Entri Tersimpan
__________________________________________________
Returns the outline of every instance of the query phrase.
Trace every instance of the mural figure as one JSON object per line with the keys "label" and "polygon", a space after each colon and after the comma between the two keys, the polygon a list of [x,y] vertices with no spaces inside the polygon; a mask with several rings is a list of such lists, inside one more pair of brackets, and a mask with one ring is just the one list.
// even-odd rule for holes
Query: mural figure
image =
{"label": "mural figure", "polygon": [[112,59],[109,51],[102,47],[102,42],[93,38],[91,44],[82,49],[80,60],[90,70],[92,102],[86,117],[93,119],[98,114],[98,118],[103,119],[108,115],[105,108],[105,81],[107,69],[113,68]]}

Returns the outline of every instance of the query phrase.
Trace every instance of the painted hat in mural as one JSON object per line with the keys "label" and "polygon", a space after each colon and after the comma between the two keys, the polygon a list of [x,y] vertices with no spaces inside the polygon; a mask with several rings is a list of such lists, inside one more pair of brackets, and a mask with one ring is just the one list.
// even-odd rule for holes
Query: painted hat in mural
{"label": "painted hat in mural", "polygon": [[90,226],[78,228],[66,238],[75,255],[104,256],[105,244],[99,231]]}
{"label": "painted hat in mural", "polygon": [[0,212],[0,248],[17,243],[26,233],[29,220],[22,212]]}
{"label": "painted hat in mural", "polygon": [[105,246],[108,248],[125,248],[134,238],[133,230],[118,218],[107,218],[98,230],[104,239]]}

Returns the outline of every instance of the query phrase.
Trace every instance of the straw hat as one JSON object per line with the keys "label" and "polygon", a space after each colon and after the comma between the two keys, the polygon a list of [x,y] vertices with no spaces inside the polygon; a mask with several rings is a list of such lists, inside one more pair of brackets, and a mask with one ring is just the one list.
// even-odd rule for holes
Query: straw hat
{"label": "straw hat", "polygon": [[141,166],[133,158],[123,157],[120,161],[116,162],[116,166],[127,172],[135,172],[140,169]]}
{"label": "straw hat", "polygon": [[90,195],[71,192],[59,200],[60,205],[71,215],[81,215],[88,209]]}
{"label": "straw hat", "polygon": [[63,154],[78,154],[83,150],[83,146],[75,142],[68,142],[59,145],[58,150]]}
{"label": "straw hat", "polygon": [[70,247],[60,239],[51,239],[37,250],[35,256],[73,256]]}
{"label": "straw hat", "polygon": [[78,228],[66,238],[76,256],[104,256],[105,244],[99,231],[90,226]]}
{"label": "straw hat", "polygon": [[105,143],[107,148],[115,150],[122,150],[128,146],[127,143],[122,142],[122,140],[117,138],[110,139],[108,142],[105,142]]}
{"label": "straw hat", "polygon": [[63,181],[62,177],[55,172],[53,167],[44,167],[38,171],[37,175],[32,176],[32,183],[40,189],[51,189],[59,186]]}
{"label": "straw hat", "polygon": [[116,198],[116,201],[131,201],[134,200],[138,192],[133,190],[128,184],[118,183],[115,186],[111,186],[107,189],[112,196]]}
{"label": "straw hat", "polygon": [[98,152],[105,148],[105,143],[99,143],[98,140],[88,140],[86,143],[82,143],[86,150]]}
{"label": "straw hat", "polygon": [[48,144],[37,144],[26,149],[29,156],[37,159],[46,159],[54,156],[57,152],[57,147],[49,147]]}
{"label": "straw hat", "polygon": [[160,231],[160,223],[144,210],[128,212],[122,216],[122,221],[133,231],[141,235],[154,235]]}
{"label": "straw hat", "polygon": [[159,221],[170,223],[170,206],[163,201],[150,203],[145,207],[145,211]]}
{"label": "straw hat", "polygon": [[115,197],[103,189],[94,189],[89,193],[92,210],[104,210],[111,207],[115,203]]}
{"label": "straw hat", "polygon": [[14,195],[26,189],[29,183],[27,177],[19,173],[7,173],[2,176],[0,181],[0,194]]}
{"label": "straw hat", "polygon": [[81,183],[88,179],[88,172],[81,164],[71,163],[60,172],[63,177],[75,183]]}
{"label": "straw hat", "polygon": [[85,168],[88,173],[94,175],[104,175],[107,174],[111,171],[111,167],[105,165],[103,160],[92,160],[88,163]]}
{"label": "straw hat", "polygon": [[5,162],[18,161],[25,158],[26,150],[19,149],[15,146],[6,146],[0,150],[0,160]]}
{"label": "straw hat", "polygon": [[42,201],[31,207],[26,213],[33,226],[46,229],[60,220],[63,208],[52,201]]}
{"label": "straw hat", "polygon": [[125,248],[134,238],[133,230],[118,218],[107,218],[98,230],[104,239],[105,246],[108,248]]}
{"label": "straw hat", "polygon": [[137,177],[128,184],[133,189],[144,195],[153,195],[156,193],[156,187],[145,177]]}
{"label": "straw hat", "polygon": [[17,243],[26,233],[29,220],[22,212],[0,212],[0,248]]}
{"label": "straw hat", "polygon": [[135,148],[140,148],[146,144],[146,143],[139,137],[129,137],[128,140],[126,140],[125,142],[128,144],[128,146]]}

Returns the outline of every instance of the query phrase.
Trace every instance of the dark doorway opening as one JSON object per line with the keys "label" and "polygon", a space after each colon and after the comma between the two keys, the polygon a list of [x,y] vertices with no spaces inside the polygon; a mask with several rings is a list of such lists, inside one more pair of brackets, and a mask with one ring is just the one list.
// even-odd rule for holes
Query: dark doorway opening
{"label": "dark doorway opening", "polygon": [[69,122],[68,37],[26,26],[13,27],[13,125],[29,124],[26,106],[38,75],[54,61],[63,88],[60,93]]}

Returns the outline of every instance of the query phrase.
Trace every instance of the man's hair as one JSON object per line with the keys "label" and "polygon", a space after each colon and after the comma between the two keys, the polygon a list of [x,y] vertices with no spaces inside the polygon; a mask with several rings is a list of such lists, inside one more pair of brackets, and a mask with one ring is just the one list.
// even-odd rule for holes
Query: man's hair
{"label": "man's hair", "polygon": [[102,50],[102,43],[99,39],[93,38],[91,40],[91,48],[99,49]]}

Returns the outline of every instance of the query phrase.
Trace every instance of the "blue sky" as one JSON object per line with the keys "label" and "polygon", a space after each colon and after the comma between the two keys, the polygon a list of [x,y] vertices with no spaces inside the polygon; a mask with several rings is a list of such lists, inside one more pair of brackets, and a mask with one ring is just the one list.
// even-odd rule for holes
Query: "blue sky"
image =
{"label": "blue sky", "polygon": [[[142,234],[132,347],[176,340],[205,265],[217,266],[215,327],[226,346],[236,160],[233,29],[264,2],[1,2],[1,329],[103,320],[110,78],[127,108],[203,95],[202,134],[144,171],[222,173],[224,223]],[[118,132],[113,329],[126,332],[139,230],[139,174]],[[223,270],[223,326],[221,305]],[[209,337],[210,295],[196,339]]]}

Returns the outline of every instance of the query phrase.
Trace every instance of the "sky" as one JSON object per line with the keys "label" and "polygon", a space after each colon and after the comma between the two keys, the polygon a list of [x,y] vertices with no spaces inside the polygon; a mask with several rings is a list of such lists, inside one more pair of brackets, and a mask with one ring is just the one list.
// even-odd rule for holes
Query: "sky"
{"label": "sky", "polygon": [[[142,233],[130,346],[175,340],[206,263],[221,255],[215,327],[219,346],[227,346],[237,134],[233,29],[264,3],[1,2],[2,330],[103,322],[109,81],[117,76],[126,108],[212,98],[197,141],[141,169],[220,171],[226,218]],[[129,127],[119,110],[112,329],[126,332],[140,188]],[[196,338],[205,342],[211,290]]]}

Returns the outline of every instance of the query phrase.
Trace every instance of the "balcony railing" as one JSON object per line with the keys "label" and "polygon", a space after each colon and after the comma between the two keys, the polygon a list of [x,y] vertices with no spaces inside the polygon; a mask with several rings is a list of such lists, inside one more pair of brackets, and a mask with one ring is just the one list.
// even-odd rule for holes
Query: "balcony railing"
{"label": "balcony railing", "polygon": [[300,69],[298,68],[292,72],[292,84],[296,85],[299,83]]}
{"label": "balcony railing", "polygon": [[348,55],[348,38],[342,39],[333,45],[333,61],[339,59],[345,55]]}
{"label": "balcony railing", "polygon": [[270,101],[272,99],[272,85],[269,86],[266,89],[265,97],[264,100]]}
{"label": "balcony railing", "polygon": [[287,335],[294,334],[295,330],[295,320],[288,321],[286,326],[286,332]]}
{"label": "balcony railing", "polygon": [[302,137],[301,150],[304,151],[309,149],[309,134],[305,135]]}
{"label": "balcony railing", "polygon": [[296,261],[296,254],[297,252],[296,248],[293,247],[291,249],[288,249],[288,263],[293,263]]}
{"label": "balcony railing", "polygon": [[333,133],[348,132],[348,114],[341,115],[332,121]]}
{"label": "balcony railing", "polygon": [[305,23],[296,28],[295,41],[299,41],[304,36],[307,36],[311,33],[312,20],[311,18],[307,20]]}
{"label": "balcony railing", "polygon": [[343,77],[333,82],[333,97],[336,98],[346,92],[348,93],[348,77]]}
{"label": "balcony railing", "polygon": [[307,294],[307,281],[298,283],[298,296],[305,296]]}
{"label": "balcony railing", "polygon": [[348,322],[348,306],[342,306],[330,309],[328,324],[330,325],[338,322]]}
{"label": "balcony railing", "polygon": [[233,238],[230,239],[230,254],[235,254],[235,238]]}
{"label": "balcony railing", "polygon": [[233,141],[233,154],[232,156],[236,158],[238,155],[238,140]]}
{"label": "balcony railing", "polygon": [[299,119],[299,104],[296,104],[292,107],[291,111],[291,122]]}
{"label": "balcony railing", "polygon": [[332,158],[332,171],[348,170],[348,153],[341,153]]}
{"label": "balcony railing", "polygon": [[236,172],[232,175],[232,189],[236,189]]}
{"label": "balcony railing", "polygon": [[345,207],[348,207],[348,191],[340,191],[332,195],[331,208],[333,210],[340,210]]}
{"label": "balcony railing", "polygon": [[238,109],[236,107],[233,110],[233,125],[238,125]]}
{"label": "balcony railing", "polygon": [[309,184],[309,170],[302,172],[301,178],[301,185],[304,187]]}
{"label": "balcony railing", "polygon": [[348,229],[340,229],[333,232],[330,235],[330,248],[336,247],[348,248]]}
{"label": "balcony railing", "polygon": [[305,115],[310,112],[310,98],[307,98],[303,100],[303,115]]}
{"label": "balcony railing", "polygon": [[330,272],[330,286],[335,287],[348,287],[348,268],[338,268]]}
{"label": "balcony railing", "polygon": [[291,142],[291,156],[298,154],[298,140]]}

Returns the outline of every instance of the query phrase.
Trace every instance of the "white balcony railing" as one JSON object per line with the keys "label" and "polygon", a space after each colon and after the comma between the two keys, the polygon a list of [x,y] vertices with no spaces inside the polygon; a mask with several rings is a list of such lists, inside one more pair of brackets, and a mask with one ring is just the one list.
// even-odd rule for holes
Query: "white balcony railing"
__________________________________________________
**Yang Harus Dikerjakan:**
Pilih lalu salin setiap baris data yang memuat kata "hair".

**Jawaban Benar:**
Trace every instance of the man's hair as one JSON object per line with the keys "label" and "polygon", a space after each colon and after the comma between the two keys, the polygon a list of [x,y] vertices with no spaces inside the polygon; a mask with several rings is a list of such lists, inside one more pair of brackets, and a mask with one ring is just the one list.
Query: man's hair
{"label": "man's hair", "polygon": [[102,50],[102,43],[99,39],[93,38],[91,40],[91,48],[99,49]]}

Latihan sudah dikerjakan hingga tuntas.